Provided passage
************
A podcast is the only medium that crawls into someone's ear and keeps them company while they wash dishes or commute. No visuals, no rewind, pausable at any second—yet it's the fastest-growing form of expression of our time. Writing for audio follows different rules than writing for the page: you aren't writing words, you're designing a stretch of breathing, spoken language for one person's ear. This week, four tools from the backrooms of This American Life, Fresh Air, and Serial.
Principle 01
Conversation Design: Write for the Ear, Not the Eye
Write to be heard, not read
Spoken script · Intimate medium
The Principle
Print lets readers reread, skim, stop to look up a word; the ear gets none of that. Listeners get one pass, and one wandering thought loses them. So every line of an audio script must be one idea, sayable in a single breath, sounding like a real person. Don't write "in conclusion"—write "so." Don't nest three relative clauses—split them. And always read it aloud: if it's awkward to say, it's awkward to hear.
In Their Words
"Writing is talking to someone else on paper. Write with the same clarity and warmth you'd use to talk to a friend."
— William Zinsser, On Writing Well
Audio pushes this line to its limit: you really are talking to one person—only the paper has become an ear.
Why It Works
The brain processes "seeing" and "hearing" through different channels. Written sentences build structure from punctuation and paragraphs; the ear can't catch a comma—it only follows tone, pause, and rhythm. So writing for the ear means translating visual structure into aural structure: short sentences instead of long, repetition instead of pronouns (don't say "the former," just say the word again), signposts ("first, one thing") instead of headings. Picture phoning one specific person, not addressing a crowd in a square.
Revision in Action
The aforementioned methodology yields a substantial improvement in user retention metrics.So here's what happened. We changed one thing—and people stopped leaving. Retention jumped.
Growth this quarter demonstrated a marked upward trajectory, principally attributable to channel optimization.We grew fast this quarter. Why? We changed one thing—where we ran the ads.
When to Use · Common Traps
✓ Podcast narration, voice memos, audio content, meeting openers—anything meant to be heard, not seen
✗ Reading a blog post or doc aloud verbatim—prose-voice is hard and tiring in the ear
Trap: a sentence with three stacked clauses—by the end, the listener forgot the start
Trap: "the aforementioned," "the latter," "said process"—written pronouns keep dropping the thread
This Week's Practice · Reflection
Take a recent tech explanation or email and read it aloud on a recording. Play it back: which sentence broke your breath, which one left you unsure of the subject? Cut them short, make them spoken, record again. Reflection: where's the line between "sounds like talking" and "imprecise"? Does going spoken cost you accuracy?
Principle 02
Interview Prep: A Good Question Makes Them Tell the Story
The question is the craft
Terry Gross · Question design
The Principle
The quality of an interview is decided before you hit record—by your list of questions. Bad questions buy you "yes" and "it was fine"; good ones send the person back to the scene, into detail and feeling. Three moves: ask open, not yes/no; ask for the scene, not the verdict; then chase the "why." The best questions are usually the shortest.
In Their Words
"The best, most reliable interview question I know is also the simplest: 'Tell me about yourself.' It gives people room to lead you to what matters to them."
************
Short exercise 1
Pick out every line of the entries that contains the word "white".
These entries are unrelated to the audio-writing guide.
************
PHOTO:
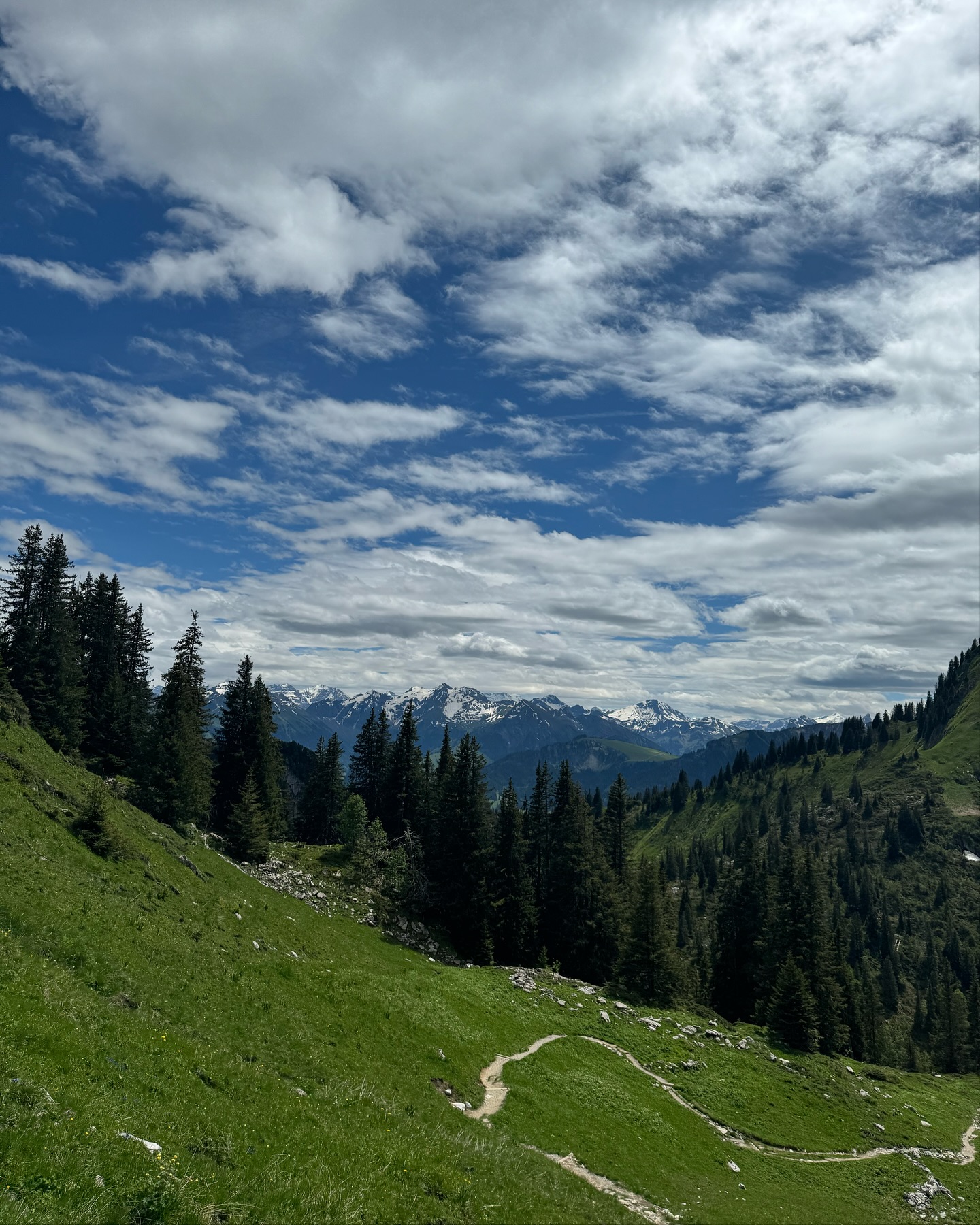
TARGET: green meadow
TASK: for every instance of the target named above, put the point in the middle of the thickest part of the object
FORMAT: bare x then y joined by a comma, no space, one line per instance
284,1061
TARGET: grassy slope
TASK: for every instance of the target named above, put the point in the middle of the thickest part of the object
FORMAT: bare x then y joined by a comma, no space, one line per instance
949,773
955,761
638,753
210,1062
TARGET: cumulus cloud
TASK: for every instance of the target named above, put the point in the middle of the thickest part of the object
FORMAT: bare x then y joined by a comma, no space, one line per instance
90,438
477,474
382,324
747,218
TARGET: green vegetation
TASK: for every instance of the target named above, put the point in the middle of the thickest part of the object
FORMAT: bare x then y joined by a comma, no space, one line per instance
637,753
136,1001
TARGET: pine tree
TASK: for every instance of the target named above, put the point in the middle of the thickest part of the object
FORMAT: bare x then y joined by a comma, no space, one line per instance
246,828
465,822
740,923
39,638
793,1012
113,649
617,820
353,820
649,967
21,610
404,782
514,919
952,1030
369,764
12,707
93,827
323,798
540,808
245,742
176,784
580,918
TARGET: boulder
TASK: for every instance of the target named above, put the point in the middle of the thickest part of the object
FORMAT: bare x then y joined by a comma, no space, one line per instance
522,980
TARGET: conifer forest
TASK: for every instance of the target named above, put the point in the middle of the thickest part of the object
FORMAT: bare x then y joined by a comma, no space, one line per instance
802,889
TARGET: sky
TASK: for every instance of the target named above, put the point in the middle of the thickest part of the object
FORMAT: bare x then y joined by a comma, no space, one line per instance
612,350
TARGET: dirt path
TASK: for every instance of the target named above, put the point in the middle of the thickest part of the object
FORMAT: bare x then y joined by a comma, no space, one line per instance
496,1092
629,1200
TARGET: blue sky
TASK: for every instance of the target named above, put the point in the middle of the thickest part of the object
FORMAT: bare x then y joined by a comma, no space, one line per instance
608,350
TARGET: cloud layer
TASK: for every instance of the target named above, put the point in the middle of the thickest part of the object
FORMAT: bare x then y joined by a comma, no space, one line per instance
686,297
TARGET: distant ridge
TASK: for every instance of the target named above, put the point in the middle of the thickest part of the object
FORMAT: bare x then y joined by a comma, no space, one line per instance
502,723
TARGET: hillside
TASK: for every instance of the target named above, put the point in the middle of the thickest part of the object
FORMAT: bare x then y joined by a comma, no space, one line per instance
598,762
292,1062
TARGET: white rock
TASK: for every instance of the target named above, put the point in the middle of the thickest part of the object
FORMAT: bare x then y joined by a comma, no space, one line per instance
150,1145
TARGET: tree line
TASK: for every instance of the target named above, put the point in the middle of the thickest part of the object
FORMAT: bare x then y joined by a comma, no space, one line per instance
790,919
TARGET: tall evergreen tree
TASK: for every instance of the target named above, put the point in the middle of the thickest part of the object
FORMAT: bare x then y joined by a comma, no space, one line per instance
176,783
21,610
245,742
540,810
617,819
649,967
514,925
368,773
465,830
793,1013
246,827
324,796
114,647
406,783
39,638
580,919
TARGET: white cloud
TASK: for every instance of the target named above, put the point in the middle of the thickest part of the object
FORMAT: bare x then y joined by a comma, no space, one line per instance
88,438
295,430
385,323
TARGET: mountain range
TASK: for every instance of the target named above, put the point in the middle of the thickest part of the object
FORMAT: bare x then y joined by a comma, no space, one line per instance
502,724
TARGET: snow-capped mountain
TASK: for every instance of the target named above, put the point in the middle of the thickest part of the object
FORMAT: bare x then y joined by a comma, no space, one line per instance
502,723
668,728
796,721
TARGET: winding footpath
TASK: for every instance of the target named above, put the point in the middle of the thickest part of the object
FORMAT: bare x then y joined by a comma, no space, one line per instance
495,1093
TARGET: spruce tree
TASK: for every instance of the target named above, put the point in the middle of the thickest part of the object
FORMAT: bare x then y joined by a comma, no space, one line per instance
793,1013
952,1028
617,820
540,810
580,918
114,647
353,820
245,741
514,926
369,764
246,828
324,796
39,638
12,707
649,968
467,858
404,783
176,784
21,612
************
Short exercise 2
Decide whether each statement agrees with the audio-writing guide, answering yes or no and quoting the deciding words of the guide: (a) each line of an audio script should be sayable in a single breath; (b) the ear can catch a comma; (c) the best interview questions are usually the longest.

Answer 1
TARGET: white rock
TARGET: white cloud

Answer 2
(a) Yes: "every line of an audio script must be one idea, sayable in a single breath"
(b) No: "the ear can't catch a comma—it only follows tone, pause, and rhythm"
(c) No: "The best questions are usually the shortest."